● GIVEN RECORDS:
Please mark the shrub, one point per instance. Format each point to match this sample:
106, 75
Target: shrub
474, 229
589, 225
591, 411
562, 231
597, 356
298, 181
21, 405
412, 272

● ASSIGNED TASK:
The response has to contain every record shown above, unaltered and complete.

● SOLUTION TO THE EXERCISE:
Please mark the shrub, one point per instance. Format each point to match this sample:
106, 75
Target: shrub
474, 229
589, 225
591, 411
562, 231
597, 356
298, 181
21, 405
412, 272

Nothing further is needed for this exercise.